## TASK TO COMPLETE
Select, from the data, each line where "point" occurs.

## EXERCISE MATERIALS
......
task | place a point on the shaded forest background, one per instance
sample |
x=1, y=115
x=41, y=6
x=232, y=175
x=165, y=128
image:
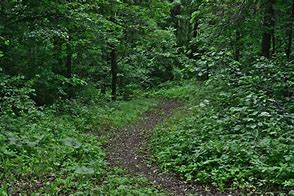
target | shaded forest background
x=62, y=62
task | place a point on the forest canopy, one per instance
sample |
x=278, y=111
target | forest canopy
x=73, y=72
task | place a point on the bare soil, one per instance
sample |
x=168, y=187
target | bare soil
x=124, y=150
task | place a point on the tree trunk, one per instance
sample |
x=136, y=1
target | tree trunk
x=238, y=45
x=113, y=57
x=290, y=34
x=268, y=25
x=69, y=62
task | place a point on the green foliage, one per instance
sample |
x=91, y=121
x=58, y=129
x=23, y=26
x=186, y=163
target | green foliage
x=236, y=131
x=51, y=150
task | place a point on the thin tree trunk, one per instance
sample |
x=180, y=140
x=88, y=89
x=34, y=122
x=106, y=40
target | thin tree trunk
x=238, y=45
x=113, y=56
x=69, y=62
x=268, y=25
x=290, y=34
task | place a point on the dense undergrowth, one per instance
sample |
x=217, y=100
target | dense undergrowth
x=58, y=149
x=236, y=131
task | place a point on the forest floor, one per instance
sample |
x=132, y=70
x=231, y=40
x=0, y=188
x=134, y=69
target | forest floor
x=128, y=149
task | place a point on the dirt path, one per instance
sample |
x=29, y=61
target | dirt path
x=123, y=151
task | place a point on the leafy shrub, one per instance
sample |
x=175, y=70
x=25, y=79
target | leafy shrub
......
## TASK RESPONSE
task | place a point on the shaded forest background, one per instance
task | place a point on the forest canopy, one per instance
task | place a point on the bare soil, one per instance
task | place a point on the tree trunk, one per instance
task | place a point on the green foliage, one per instance
task | place a point on the thin tree trunk, one per instance
task | place a point on the dense undergrowth, one per instance
task | place a point on the forest floor, one per instance
task | place a point on the dirt path, one per instance
task | place a point on the leafy shrub, one per instance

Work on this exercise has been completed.